_Exercise text_.
Bottom line: This is an urban legend based on some bad (and long outdated) science.
These types of claims come in many forms, using a coin, ice cube, pen, marker, file, and so on, to purportedly cause blistering or second-degree burns on subjects who believe that they are being touched by some implement (hot coal, shell fragment, branding iron, etc).
A common theme of these stories is that they are a recounting of "legitimate" experiments by "legitimate" researchers. Another common theme is the use of suggestion or hypnosis.
Hypnosis is pseudoscience, so this claim is extraneous. Published research is not usually difficult to find, so it ought to be easy enough to confirm such claims, and indeed, a fair amount of published case reports (mostly before 1950), studies, and reviews on such phenomenon exists in the literature.
One such review, by Orne & Hammer (1974), in the 15th edition of Encyclopaedia Britannica summarizes:
There is controversy about the hypnotic induction of blisters. Told
that a cool coin touching him is red hot, a subject shows intense
discomfort; sometimes there may be redness and blistering skin.

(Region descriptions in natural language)
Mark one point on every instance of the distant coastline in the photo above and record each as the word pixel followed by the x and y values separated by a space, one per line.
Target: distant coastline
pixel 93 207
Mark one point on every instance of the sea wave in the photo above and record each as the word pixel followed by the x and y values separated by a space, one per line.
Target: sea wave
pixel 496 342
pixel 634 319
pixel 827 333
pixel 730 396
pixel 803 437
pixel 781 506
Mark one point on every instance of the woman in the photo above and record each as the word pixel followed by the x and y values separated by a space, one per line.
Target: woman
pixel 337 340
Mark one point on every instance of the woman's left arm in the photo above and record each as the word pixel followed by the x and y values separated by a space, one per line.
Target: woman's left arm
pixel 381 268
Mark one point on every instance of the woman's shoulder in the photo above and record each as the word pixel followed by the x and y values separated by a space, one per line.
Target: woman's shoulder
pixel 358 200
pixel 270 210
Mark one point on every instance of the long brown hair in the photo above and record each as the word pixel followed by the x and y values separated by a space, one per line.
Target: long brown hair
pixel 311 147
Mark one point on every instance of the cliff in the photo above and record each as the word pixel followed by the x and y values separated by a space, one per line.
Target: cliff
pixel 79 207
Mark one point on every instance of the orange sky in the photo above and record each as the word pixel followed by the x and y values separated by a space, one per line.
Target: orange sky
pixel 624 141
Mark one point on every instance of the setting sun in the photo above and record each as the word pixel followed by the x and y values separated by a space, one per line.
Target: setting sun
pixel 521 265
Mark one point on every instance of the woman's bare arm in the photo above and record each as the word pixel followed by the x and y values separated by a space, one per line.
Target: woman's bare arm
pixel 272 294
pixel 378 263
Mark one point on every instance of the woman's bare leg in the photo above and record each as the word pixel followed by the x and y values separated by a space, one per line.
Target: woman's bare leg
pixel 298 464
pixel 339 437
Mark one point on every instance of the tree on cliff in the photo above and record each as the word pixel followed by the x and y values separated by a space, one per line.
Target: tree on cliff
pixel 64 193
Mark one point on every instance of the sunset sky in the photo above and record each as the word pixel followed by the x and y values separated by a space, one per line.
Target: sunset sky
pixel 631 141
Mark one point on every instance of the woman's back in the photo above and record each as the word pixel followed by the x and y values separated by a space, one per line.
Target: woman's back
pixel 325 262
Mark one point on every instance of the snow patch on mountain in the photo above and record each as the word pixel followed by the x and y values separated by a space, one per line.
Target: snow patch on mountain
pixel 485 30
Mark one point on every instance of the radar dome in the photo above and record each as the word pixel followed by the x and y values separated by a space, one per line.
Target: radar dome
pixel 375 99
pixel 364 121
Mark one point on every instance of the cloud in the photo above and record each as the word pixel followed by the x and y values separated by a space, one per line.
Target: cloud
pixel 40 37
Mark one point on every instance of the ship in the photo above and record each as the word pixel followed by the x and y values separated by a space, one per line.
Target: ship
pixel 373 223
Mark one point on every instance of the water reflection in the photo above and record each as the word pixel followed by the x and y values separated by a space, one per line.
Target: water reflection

_Exercise brief_. In the passage on hypnotic burns, which publication contains the 1974 review by Orne & Hammer? The items bear no relation to the passage on hypnotic burns.

_Your response_. The 15th edition of Encyclopaedia Britannica.